Task requirements:
Skip every line before the one containing "A single point marks each instance of the alloy", then copy that line and the rest of the entries below exactly, through the last line.

Data items:
-- Start --
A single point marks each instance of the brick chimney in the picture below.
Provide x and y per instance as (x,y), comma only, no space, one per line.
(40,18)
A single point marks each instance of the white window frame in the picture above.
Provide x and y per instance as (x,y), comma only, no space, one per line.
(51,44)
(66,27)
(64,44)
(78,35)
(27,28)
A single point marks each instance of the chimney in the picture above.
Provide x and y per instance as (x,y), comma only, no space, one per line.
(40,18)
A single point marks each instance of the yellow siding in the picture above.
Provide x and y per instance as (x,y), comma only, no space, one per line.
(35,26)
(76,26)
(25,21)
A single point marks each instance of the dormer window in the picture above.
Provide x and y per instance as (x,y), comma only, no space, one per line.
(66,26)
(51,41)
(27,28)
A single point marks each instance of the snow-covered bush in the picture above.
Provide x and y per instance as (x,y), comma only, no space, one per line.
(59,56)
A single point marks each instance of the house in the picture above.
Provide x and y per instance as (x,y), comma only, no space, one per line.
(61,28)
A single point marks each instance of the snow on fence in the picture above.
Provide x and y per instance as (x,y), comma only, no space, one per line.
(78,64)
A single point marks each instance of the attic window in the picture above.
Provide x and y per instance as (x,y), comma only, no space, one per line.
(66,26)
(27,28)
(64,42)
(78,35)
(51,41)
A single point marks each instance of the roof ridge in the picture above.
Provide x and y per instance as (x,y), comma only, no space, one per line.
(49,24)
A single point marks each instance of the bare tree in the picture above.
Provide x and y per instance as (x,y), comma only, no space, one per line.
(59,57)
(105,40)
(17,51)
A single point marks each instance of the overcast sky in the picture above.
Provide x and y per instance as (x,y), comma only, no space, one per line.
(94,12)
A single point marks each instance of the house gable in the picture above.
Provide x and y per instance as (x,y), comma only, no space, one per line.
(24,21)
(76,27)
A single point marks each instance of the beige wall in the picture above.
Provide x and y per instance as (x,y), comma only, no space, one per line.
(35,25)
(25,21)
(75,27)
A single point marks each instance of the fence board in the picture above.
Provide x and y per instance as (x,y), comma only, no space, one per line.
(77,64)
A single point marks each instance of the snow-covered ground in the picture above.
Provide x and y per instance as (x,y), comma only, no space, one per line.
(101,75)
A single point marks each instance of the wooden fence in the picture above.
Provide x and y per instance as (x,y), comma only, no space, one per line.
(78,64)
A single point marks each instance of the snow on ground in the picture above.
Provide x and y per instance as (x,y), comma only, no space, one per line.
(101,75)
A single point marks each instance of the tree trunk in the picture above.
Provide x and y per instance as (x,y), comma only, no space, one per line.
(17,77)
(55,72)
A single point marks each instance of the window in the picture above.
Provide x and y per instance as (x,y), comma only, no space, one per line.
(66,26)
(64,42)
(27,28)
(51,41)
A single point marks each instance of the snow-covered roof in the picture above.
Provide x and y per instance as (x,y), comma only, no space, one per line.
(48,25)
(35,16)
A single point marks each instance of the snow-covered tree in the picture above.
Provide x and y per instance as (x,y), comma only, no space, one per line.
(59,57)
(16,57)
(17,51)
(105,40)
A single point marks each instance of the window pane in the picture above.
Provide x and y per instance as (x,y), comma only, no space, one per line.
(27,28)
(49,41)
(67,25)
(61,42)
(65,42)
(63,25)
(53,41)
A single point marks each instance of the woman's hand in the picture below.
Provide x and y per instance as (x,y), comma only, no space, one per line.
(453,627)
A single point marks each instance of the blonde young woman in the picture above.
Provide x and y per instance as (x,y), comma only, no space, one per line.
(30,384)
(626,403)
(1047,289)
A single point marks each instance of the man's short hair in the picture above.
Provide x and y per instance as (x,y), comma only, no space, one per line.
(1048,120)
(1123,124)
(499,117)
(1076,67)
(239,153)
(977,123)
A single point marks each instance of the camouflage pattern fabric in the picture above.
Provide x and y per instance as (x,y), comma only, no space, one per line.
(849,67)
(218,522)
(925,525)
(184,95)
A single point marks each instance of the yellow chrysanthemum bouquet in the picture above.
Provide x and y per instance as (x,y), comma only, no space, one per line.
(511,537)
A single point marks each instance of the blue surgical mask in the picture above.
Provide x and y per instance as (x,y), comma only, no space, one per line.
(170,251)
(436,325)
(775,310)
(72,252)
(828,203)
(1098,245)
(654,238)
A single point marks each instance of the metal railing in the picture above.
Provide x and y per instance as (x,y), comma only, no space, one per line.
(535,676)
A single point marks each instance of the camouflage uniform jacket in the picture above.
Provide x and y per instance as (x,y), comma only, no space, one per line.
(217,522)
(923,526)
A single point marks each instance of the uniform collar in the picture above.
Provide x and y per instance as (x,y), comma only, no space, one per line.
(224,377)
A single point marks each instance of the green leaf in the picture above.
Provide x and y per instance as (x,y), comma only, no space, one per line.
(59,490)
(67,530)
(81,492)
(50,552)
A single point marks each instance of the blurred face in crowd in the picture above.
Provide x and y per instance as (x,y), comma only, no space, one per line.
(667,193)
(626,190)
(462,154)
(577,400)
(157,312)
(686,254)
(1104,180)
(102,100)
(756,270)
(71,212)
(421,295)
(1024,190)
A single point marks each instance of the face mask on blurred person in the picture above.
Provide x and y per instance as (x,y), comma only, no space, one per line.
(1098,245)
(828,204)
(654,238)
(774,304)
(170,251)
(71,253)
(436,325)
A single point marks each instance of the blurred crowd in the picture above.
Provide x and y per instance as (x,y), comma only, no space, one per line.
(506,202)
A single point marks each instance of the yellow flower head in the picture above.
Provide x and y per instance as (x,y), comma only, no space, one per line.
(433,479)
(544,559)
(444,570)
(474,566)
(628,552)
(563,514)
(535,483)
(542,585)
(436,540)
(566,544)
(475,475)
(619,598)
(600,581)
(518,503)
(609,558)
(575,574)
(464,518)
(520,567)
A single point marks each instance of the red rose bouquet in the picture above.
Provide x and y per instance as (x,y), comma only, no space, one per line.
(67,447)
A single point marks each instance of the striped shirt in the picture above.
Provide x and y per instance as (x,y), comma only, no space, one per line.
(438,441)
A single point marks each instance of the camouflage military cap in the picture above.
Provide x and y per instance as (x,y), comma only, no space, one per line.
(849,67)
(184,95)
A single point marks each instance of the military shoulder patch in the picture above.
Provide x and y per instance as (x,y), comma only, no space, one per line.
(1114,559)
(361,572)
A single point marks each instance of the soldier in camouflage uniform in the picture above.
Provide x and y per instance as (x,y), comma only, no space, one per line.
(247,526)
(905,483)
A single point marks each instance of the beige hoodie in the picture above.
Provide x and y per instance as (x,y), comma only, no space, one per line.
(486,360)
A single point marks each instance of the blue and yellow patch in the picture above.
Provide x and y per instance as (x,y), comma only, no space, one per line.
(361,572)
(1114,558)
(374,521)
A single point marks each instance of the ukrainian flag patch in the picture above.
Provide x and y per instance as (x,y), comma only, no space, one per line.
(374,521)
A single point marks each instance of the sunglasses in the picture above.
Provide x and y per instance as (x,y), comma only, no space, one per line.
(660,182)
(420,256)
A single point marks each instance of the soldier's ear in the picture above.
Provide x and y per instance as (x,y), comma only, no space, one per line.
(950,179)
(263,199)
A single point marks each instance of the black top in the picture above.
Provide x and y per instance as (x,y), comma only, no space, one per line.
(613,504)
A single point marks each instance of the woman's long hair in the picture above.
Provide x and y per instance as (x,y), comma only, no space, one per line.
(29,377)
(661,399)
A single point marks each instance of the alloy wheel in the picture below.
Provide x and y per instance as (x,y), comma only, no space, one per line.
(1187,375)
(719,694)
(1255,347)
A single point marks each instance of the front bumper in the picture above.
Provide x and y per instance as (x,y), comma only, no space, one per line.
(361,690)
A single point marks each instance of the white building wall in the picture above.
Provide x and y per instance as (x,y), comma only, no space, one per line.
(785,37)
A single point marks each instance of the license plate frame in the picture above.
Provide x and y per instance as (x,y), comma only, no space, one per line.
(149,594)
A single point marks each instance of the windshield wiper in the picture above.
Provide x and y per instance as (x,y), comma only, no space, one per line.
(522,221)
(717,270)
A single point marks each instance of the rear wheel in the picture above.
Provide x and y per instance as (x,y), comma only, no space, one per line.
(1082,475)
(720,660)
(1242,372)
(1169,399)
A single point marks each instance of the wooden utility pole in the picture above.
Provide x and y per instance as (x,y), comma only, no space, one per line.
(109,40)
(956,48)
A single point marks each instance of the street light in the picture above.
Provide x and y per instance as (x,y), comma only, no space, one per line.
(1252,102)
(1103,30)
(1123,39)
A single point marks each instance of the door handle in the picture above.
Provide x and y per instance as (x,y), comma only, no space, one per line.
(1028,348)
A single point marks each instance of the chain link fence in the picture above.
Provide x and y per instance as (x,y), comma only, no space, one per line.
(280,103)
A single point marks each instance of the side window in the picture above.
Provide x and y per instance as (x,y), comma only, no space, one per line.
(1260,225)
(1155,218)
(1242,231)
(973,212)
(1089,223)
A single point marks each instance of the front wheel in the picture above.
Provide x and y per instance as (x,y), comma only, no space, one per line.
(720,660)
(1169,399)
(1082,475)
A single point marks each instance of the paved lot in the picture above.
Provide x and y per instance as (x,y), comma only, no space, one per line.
-- End --
Finished task:
A single point marks each instance of the alloy wheel in the picture below.
Provide x and y per instance as (x,y), comma only, no space, one per line.
(1187,375)
(719,694)
(1255,347)
A single point marks each instance of the front bumper in the picture above.
Provide x and y per instance as (x,y), comma only, no space, one per line.
(361,690)
A single point marks each instance of the white building wall in the picture above.
Provide x and y per instance as (x,y), comma only, no space, one per line.
(785,37)
A single point marks each instance of the license plate frame in the picture above.
Provide x and y per instance as (x,y), comma only, no space, one per line.
(149,594)
A single point marks each instance of the windshield wiper in the picture above.
Provide x and y per instance as (x,y), comma only, no space, one per line.
(522,221)
(717,270)
A single point marks each instance of the rear wheel in the picture above.
Provide x and y per instance as (x,y), comma only, no space, one per line.
(1082,475)
(720,660)
(1242,372)
(1169,399)
A single point marks each instance of the wooden utility pole in the picture above.
Provide x and y per instance as (x,y), comma only, no space, one per line.
(109,40)
(956,48)
A single point marks each instance of the street light in the picture above.
Provide x and y per instance as (x,y), comma only, no space, one per line.
(1252,102)
(1103,30)
(1123,39)
A single point marks each instance of the door handle in the picture above.
Provide x and y per instance as (x,y), comma only, no space, one per line.
(1028,348)
A single point marks each instance of the chain link fence in the picture above.
Provide x and y per instance as (x,y), comma only, no space, one per line.
(280,103)
A single point marks each instance of the side window in the picture above.
Provide x and y per instance as (x,y), comma only, no space, one per line.
(1260,225)
(1155,218)
(1242,231)
(973,212)
(1089,223)
A single point marks each instance of the front wheel in the picture above.
Provide x and y per instance as (x,y), comma only, no space, one per line.
(720,660)
(1169,399)
(1082,475)
A single point marks each instance of the paved lot in the picture above.
Provide x and y per instance as (x,y), comma only, no space, one per line.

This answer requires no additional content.